DOCUMENT SEGMENT →
= = =
Menu Close

Nyle Fort Shares What it is Like to Be a Black Man in America

On Feb. 18, 2019, activist, educator and minister Nyle Fort visited Siena College to share his experiences as a Black male in the United States as one of the keynote speakers for Black History Month. Within just a half hour of speaking, he transformed the atmosphere of the room through his passionate delivery and the enthusiastic responses from the audience. Not only did Fort speak of his own history growing up in poverty and in a time of rampant discrimination against black people, but he also talked about African American history in general.

Fort has traveled the world in an effort to spread global transformative justice and has many accolades. He helped build the Black Lives Matter movement in Ferguson, Missouri. He has visited Amsterdam in partnership with International Fellowship of Reconciliation to address racialized violence. He was invited to participate in the Vatican’s III World Meeting of Popular Movements to help continue world justice with 300 other grassroots activists. Currently, Fort is a Ph.D. student at Princeton University where he is the recipient of the Ford Predoctoral Fellowship and Forum for Theological Exploration Fellowship.

Before beginning his speech, Fort explained that what he was going to present to the audience was like a buffet. He was going to share many different ideas and viewpoints similar to the different foods available at a buffet, some of which one might agree with and others which one may not like.

Fort opened by talking about his mother. When he was a child, she would tell him and his brother Chad stories before they went to bed. In every story, the main characters were Prince Nyle and Prince Chad and they would go on royal adventures together. Fort highlighted the juxtaposition between the fantasy bedtime stories and the realities that black men faced during the mid-90s. These  include police brutality, Reagan cutting welfare programs, and the well-established “War Against Drugs.” He explained that the systematic discrimination against Black people was just another way to call them the n-word.

While his mother may have not known the depth of America’s discrimination or the long term effects they may cause, Fort explained that she knew the stories would let her sons be black and free instead of a statistic. He emphasized the importance of stories because they tell people “what they are, how to think, how to love, and what is possible.”
= = =
INPUT DATA →
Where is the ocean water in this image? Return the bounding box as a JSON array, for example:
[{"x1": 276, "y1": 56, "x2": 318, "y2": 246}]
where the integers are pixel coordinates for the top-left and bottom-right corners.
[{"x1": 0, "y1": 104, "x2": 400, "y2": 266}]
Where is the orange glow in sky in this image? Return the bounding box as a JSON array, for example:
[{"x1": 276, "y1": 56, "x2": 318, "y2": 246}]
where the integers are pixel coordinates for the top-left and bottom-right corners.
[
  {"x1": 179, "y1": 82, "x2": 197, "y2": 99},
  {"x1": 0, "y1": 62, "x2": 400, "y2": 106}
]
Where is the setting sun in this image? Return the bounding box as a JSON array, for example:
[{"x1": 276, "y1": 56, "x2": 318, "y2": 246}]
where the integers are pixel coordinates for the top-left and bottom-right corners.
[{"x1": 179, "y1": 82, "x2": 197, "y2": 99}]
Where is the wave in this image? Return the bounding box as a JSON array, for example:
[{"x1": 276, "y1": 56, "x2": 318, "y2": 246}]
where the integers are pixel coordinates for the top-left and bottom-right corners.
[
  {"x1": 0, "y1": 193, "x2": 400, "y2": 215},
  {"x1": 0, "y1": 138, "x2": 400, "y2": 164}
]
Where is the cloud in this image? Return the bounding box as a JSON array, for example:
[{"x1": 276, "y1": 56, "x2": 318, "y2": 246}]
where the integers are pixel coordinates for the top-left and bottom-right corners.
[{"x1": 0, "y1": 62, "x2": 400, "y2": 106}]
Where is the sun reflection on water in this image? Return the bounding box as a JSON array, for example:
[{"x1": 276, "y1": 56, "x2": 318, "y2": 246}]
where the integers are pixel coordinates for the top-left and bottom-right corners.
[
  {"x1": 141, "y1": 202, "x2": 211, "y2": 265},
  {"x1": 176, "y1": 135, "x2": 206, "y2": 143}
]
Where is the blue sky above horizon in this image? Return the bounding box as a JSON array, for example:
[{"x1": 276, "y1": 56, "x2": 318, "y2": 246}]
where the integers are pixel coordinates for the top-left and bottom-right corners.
= = =
WORK ORDER →
Pick up the article on Nyle Fort's talk at Siena College where it stops and carry it forward. The listing is separate material and has no connection to the article on Nyle Fort's talk.

ANSWER AREA →
This brought Fort to his next point about how the United States handles its past, specifically in the light of Black History Month. He stated that it was written by white people and focuses on four points: slavery, Rosa Parks, Martin Luther King Jr. and President Barack Obama. This narrative severely flattens the experiences of black people in American history. Similar to what Tim Wise said just a few weeks earlier, Fort echoed that MLK was far more than the quote “I had a dream.” He described that America has presented him as a “magical creature that comes around once a year to tell us we are okay.” He explained that MLK was also just one part of a much bigger picture. History has ignored many other significant activists who fought just as hard for civil rights including Ella Baker, Bayard Rustin and Fannie Lou Hamer.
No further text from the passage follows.